Exercise material =>
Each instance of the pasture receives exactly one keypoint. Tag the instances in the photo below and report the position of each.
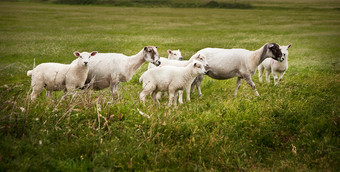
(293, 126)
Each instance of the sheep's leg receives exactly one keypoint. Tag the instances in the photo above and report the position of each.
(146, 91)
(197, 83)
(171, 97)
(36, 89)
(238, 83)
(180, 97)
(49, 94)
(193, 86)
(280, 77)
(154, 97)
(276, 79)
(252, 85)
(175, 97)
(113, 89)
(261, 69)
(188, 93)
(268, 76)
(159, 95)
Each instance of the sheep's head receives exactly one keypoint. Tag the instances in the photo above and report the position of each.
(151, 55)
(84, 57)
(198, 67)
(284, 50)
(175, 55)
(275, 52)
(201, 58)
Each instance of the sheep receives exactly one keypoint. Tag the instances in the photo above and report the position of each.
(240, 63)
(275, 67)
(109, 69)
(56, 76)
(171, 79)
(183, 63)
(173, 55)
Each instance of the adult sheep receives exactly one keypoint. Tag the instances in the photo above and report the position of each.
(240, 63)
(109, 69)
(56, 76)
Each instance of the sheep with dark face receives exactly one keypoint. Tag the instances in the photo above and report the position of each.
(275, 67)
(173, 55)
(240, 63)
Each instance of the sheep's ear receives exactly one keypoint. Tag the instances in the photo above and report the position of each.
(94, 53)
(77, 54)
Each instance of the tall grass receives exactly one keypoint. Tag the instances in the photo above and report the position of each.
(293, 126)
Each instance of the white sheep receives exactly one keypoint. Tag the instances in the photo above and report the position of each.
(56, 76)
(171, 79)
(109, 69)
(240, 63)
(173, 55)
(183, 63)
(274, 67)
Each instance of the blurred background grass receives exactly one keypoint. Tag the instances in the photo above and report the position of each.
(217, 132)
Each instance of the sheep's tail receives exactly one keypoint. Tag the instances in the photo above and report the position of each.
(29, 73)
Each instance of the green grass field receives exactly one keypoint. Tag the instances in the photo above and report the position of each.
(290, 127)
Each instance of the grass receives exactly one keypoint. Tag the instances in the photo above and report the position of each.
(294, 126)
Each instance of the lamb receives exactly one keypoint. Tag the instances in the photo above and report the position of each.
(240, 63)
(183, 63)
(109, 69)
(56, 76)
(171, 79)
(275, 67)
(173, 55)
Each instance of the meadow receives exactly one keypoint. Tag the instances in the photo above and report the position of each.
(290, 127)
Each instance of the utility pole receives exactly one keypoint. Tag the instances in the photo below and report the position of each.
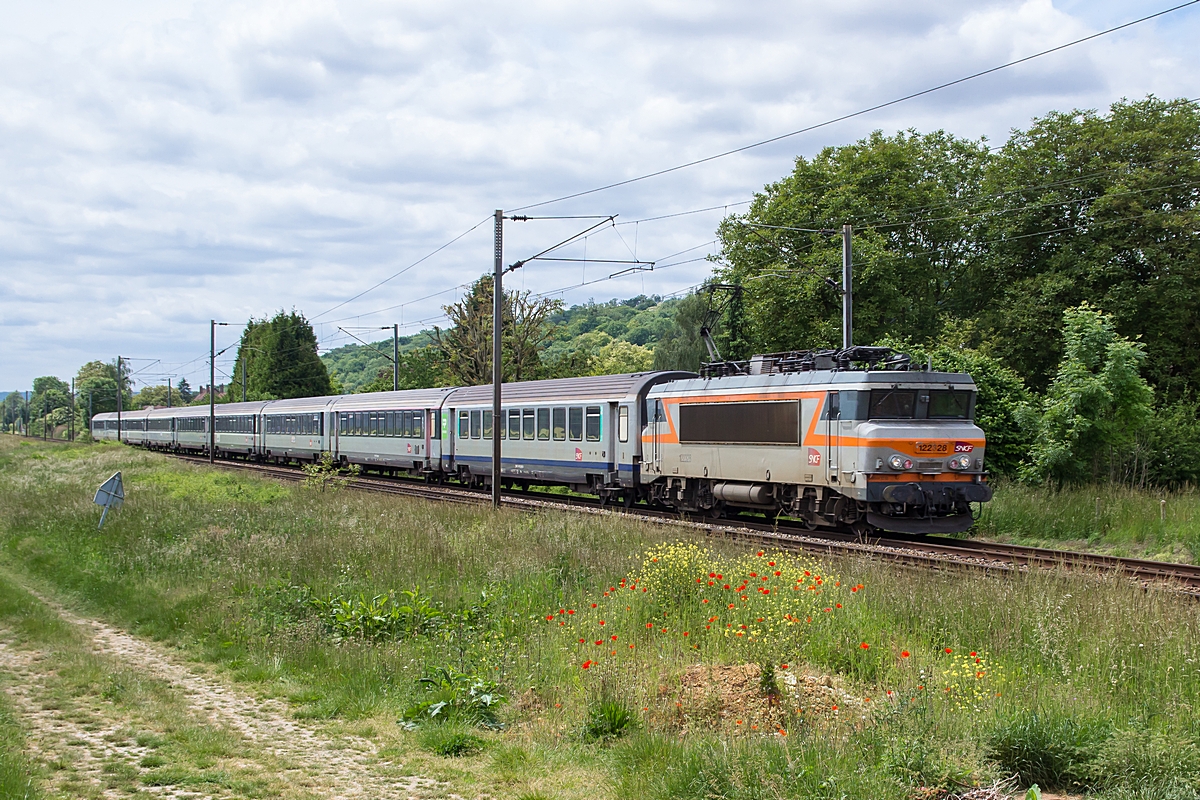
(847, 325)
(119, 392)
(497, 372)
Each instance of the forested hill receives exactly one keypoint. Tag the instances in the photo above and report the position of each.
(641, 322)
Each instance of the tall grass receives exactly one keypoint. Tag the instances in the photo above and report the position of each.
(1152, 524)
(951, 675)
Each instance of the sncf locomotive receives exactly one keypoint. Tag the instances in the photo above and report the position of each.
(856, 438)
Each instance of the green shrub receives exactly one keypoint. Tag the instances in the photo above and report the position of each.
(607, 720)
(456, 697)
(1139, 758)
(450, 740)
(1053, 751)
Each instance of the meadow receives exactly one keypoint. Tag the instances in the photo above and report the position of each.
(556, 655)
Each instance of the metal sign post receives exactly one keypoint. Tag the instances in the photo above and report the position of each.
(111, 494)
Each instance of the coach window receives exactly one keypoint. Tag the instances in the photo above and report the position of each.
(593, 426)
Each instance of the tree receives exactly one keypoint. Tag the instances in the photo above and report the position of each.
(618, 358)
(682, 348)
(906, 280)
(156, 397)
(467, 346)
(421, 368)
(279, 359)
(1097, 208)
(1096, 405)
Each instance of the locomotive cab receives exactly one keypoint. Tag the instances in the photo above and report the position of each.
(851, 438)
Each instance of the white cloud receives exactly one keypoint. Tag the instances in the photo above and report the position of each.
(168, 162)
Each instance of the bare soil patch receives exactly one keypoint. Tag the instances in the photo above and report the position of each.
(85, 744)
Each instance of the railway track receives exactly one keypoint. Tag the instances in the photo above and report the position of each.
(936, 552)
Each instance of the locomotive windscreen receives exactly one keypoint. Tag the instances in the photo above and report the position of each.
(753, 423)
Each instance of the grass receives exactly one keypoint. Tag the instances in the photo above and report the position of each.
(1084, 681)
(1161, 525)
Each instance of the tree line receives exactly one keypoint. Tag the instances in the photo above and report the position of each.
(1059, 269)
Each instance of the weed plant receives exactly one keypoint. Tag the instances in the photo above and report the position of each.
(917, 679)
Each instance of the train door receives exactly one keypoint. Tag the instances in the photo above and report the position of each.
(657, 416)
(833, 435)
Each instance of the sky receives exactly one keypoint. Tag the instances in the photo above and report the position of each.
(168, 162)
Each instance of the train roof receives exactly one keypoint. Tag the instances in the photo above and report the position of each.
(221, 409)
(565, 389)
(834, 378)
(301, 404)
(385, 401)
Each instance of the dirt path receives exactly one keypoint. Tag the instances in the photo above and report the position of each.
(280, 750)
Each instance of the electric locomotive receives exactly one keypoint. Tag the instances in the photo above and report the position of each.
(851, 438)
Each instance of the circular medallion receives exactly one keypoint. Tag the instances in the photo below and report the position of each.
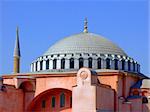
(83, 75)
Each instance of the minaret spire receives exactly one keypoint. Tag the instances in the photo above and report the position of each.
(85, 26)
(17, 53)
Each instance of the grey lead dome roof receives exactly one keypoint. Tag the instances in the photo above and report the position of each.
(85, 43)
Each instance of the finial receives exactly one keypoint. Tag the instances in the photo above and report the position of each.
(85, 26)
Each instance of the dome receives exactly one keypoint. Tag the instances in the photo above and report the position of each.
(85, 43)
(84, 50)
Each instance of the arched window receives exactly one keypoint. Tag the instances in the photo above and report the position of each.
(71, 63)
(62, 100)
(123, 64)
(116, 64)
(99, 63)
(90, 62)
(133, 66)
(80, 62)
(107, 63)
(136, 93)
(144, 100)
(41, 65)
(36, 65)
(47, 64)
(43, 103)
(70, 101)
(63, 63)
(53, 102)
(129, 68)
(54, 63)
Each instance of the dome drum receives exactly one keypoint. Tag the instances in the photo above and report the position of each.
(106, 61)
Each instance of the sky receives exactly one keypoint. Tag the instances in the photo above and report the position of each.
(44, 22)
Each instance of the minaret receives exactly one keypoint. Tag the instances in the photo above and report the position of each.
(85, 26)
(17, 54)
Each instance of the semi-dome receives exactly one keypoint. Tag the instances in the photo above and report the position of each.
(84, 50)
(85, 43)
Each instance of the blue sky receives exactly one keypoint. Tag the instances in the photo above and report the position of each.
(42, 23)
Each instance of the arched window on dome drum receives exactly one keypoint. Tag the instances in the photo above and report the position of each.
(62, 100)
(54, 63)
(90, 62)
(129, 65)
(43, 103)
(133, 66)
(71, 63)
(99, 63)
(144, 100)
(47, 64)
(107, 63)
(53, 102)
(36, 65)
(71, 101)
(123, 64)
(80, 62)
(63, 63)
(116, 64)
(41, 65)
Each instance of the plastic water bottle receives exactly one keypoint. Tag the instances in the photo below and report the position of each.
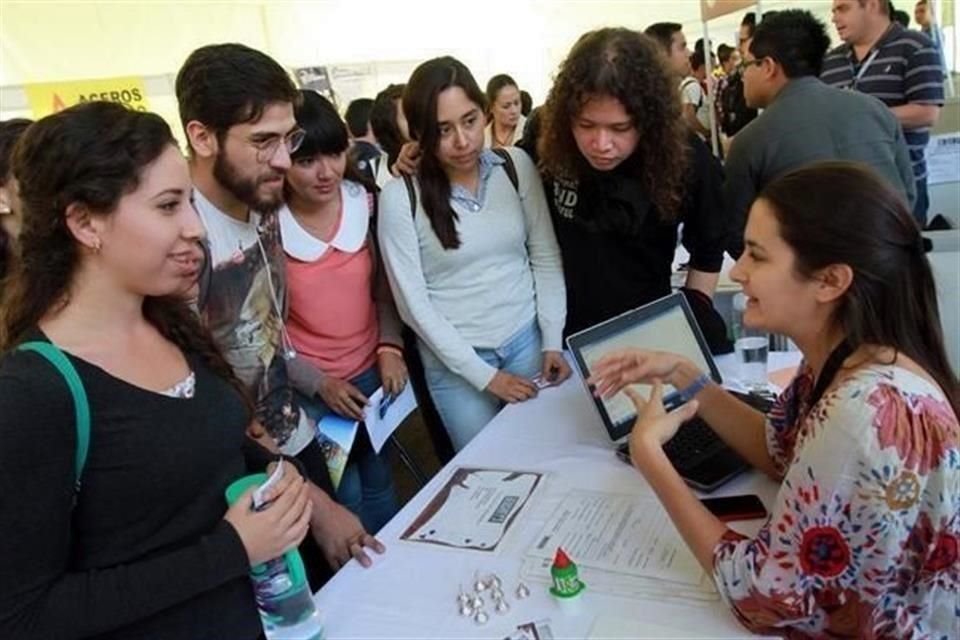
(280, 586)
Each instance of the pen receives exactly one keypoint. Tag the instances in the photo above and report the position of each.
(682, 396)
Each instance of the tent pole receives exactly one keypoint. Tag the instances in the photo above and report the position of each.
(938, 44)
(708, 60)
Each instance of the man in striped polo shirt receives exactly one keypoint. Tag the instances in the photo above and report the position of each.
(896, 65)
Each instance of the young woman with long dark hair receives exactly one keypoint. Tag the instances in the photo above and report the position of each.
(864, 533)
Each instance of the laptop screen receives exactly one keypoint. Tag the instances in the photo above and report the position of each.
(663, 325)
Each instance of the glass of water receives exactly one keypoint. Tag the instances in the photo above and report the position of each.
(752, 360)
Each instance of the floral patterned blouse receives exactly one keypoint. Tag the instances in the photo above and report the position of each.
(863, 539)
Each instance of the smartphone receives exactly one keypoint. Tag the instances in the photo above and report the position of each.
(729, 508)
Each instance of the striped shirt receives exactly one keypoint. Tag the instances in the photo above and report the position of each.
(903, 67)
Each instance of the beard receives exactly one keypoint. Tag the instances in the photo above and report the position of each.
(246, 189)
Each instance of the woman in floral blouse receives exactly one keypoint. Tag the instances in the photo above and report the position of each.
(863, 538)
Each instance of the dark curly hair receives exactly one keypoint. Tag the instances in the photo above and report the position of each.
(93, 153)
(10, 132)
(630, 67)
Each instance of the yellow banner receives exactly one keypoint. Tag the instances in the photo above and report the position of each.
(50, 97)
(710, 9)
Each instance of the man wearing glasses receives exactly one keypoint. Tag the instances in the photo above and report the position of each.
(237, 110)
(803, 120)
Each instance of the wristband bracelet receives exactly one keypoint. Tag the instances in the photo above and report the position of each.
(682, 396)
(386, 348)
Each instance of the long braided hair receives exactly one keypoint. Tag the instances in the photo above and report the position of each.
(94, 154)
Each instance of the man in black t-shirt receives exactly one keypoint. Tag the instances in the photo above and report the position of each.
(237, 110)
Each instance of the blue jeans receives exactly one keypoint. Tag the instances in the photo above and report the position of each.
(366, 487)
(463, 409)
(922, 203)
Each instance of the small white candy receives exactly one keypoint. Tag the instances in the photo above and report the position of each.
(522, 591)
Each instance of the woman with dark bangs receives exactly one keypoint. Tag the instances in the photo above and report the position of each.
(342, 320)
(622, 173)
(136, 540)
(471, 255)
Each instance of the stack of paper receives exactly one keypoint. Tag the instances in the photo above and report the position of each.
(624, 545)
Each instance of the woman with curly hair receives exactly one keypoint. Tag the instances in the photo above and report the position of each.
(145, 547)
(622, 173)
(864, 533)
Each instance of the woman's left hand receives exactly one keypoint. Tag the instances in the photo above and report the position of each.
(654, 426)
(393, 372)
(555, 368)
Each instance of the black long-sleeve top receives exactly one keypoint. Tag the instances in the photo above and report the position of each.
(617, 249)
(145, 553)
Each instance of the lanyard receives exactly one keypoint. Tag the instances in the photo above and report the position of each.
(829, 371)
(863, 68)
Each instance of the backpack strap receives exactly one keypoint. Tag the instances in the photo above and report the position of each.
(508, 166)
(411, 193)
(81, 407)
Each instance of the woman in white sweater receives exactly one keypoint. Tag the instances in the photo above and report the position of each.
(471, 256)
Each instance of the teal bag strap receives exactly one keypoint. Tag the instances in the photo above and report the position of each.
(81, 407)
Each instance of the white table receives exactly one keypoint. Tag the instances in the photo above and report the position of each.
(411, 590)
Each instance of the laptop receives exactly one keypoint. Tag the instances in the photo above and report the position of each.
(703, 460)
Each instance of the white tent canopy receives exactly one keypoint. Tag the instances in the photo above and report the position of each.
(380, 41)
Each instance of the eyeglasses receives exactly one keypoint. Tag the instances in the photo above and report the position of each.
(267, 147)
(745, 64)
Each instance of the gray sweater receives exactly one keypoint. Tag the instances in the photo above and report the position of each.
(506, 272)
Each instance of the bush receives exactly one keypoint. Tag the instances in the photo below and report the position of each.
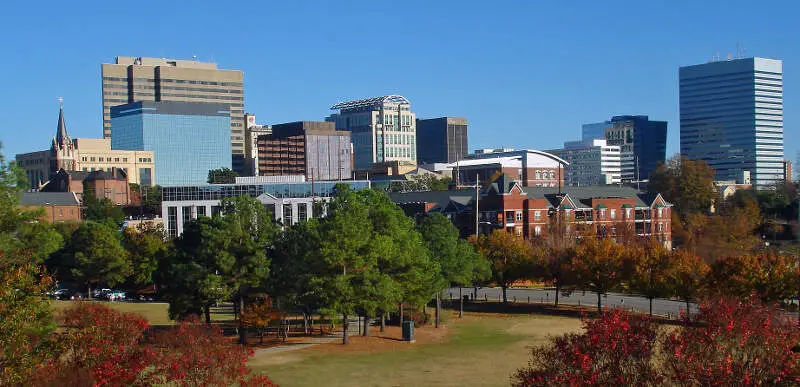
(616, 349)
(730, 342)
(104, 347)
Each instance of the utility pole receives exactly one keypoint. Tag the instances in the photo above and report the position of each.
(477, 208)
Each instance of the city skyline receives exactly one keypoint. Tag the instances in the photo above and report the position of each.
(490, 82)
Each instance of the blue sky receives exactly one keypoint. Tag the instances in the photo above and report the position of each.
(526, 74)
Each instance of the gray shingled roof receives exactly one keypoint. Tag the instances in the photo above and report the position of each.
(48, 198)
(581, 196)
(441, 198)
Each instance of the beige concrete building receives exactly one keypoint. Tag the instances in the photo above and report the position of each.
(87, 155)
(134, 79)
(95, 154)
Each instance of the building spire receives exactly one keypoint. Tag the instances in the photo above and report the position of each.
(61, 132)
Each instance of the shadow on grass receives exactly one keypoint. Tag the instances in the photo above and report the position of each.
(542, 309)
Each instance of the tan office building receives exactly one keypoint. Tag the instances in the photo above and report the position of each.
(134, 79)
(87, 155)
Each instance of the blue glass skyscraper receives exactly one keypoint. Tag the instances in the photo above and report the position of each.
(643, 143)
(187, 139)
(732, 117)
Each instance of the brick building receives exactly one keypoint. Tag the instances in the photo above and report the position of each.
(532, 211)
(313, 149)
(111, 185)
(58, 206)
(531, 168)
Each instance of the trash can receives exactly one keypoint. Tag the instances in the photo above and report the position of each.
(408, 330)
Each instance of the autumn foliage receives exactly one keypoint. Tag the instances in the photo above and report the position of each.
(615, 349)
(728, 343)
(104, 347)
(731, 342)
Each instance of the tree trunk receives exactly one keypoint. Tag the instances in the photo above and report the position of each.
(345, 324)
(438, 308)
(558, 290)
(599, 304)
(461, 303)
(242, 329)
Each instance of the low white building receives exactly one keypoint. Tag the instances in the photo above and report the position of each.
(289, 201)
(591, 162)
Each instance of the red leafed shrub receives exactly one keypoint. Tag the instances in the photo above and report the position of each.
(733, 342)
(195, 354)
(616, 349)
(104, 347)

Task directions => Everything from the line containing "Each instance of the trash" to the end of the records must be written out exactly; include both of those lines and no others.

Task solution =>
Each instance of the trash can receives exactly one keypoint. Tag the instances in the photo above and report the position of each.
(408, 330)
Each instance of the autumn foliage receives exactly one keypoint. Tag the instances in the photo above and report the position of each.
(615, 349)
(728, 343)
(104, 347)
(731, 342)
Each instance of the tree trunk receives exactly one keypoint. Tag the instances in the photo above and report the position of each.
(345, 324)
(438, 308)
(558, 290)
(599, 304)
(461, 303)
(242, 329)
Each instance of the low white building receives exactly one keypoint. Tag the instances in the photo above and report the position of each.
(289, 201)
(591, 162)
Each instance of the red leafed shrub receives exactly one keypoint. Tag the instances in the photo above and report the position of each.
(733, 342)
(195, 354)
(616, 349)
(104, 347)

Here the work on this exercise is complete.